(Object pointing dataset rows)
══════

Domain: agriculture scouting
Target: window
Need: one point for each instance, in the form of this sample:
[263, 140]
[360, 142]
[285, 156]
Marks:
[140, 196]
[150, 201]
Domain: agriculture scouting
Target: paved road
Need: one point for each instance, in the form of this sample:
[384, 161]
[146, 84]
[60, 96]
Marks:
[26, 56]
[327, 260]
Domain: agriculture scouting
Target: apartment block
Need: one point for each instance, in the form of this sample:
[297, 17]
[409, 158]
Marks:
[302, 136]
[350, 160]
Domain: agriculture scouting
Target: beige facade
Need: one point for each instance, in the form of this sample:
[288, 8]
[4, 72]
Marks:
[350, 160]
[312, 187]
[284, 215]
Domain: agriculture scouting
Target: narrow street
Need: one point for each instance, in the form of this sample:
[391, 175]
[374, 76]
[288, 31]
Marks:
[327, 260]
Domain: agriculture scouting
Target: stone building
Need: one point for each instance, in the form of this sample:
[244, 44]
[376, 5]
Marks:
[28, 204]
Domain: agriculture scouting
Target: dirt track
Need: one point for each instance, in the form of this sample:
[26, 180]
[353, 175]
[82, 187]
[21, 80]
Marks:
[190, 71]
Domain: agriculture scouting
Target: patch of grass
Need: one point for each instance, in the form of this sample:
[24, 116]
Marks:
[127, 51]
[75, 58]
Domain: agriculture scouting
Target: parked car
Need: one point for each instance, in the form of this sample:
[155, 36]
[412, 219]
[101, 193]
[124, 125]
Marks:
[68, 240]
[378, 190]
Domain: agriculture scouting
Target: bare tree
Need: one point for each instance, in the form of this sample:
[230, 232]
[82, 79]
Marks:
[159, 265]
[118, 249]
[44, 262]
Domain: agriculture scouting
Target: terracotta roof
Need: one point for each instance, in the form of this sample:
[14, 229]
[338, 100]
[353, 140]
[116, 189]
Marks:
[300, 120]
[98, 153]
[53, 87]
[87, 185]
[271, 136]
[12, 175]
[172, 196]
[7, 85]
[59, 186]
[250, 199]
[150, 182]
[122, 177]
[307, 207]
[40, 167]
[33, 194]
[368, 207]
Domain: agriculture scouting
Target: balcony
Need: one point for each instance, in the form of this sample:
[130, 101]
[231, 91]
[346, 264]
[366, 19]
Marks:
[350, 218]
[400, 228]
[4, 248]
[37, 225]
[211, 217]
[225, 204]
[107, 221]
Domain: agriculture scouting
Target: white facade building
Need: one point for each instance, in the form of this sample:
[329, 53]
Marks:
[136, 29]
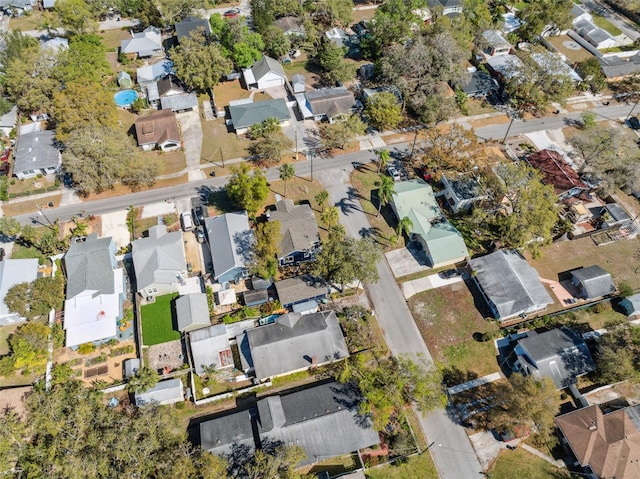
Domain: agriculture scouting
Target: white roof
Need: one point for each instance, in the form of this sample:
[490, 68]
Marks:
[90, 317]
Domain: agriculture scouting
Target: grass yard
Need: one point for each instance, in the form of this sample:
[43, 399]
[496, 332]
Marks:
[524, 465]
[414, 467]
[364, 180]
[157, 321]
[447, 318]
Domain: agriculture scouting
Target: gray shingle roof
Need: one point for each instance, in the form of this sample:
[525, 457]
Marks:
[159, 257]
[231, 241]
[298, 226]
[89, 265]
[323, 420]
[192, 311]
[292, 343]
[36, 150]
[510, 283]
[249, 114]
[595, 281]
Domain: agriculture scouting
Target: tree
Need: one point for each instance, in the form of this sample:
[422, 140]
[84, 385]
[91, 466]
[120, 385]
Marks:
[98, 157]
[144, 379]
[383, 111]
[248, 191]
[198, 63]
[287, 172]
[386, 187]
[322, 198]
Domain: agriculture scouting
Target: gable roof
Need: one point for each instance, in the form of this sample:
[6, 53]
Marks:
[555, 171]
[249, 114]
[192, 311]
[230, 240]
[296, 290]
[157, 127]
[323, 420]
[415, 200]
[330, 102]
[36, 150]
[595, 281]
[510, 283]
[559, 354]
[292, 343]
[608, 443]
[159, 257]
[89, 265]
[298, 226]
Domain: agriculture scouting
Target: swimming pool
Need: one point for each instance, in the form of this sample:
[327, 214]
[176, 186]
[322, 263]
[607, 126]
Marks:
[125, 98]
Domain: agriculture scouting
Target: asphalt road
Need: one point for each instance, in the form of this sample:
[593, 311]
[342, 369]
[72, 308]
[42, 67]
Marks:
[451, 451]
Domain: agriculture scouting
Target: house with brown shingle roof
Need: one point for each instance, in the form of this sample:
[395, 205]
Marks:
[557, 172]
[607, 445]
[158, 130]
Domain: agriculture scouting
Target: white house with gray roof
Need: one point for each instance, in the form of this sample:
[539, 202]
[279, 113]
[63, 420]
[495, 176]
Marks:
[37, 152]
[294, 342]
[510, 285]
[12, 272]
[231, 243]
[95, 291]
[323, 420]
[159, 261]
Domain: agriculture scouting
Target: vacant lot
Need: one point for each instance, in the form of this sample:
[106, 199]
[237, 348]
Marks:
[157, 321]
[448, 318]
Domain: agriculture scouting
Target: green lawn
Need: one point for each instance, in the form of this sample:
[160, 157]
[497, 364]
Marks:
[523, 465]
[415, 467]
[157, 321]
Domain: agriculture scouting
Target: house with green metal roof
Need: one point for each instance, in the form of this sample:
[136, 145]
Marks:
[442, 242]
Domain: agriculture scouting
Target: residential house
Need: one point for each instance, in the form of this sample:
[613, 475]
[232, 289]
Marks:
[326, 104]
[299, 231]
[158, 130]
[291, 344]
[461, 191]
[631, 306]
[231, 244]
[144, 44]
[442, 243]
[511, 287]
[192, 312]
[265, 73]
[210, 347]
[169, 391]
[451, 8]
[12, 272]
[494, 43]
[557, 173]
[159, 261]
[152, 73]
[592, 282]
[292, 291]
[36, 152]
[244, 115]
[559, 354]
[95, 291]
[605, 445]
[190, 25]
[291, 26]
[323, 420]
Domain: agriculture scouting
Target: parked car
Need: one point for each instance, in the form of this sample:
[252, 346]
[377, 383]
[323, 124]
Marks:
[393, 173]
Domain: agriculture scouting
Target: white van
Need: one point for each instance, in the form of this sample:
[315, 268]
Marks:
[187, 221]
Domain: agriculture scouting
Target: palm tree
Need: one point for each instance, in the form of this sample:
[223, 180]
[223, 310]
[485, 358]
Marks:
[404, 226]
[385, 191]
[330, 216]
[383, 158]
[322, 198]
[287, 172]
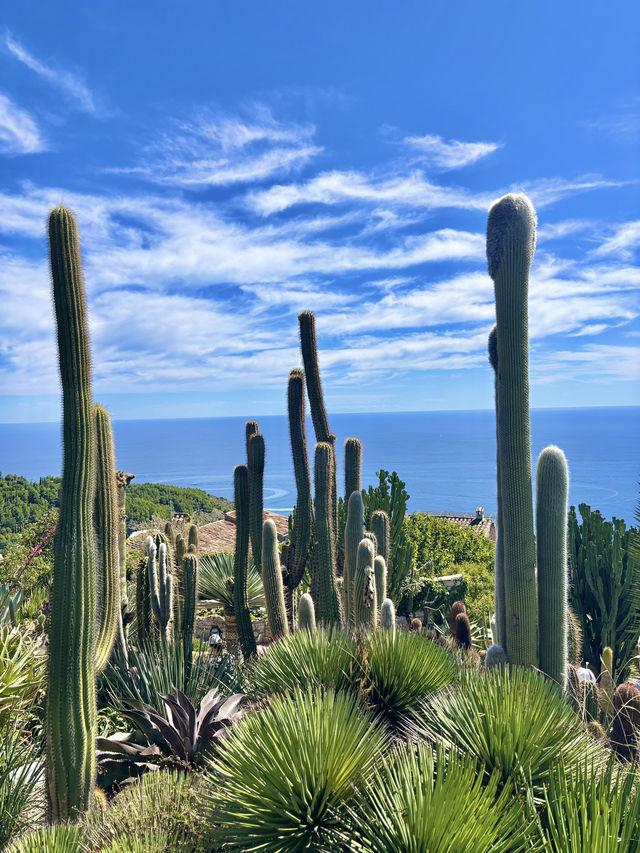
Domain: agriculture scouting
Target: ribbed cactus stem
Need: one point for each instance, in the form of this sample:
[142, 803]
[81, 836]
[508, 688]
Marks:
[552, 497]
[255, 464]
[241, 562]
[306, 613]
[328, 605]
[70, 723]
[190, 580]
[160, 586]
[510, 245]
[353, 533]
[272, 581]
[380, 571]
[352, 466]
[380, 525]
[193, 541]
[300, 539]
[364, 587]
[388, 615]
[106, 532]
[499, 603]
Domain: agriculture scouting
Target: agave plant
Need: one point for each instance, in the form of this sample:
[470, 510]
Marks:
[315, 749]
[182, 738]
[586, 810]
[400, 670]
[321, 658]
[514, 721]
[418, 801]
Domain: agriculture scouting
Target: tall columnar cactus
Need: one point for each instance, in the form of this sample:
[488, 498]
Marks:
[160, 587]
[388, 615]
[309, 347]
[306, 613]
[352, 466]
[106, 533]
[328, 605]
[190, 575]
[364, 587]
[194, 541]
[380, 571]
[499, 602]
[510, 246]
[381, 527]
[353, 533]
[300, 538]
[71, 695]
[255, 464]
[552, 494]
[272, 581]
[241, 562]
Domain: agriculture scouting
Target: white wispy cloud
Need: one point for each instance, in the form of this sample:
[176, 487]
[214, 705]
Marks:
[623, 243]
[450, 155]
[223, 150]
[71, 85]
[19, 133]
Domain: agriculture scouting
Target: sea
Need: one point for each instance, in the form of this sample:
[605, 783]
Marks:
[446, 459]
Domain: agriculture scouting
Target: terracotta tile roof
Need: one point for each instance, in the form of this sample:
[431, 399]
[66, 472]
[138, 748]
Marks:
[221, 535]
[479, 522]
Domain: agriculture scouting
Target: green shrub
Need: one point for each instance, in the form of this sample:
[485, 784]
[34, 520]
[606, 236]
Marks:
[314, 750]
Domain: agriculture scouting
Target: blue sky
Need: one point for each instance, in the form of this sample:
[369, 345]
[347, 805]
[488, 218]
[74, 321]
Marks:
[231, 164]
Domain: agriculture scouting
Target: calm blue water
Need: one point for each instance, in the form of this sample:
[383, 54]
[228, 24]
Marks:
[447, 459]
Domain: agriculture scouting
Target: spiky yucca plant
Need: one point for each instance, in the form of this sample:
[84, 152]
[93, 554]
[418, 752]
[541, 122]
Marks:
[324, 658]
[316, 748]
[420, 802]
[513, 720]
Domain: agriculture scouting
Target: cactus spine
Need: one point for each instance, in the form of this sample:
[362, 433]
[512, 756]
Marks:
[190, 576]
[380, 571]
[388, 615]
[160, 586]
[241, 562]
[353, 533]
[306, 613]
[352, 466]
[499, 602]
[328, 603]
[300, 538]
[106, 533]
[364, 587]
[71, 696]
[272, 581]
[552, 494]
[510, 246]
[255, 464]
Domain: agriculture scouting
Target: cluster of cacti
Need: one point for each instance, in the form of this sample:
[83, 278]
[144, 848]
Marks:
[531, 621]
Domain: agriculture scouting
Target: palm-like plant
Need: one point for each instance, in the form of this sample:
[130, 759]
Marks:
[314, 750]
[400, 669]
[321, 658]
[514, 721]
[586, 810]
[417, 801]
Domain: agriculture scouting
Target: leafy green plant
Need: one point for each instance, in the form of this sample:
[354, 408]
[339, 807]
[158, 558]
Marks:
[419, 802]
[314, 749]
[21, 770]
[216, 570]
[400, 670]
[324, 658]
[514, 721]
[586, 810]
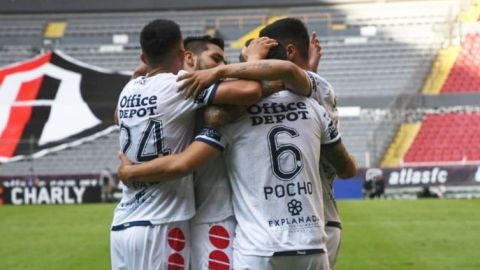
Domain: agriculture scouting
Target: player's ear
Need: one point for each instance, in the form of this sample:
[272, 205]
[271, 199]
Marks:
[291, 52]
[190, 60]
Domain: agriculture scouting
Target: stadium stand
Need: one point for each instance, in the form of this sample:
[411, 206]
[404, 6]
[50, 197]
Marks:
[465, 73]
[369, 50]
[439, 140]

══════

*Do this*.
Extract every line of the records above that contains the string "terracotta".

*Correct response*.
Target: terracotta roof
Target: terracotta tile roof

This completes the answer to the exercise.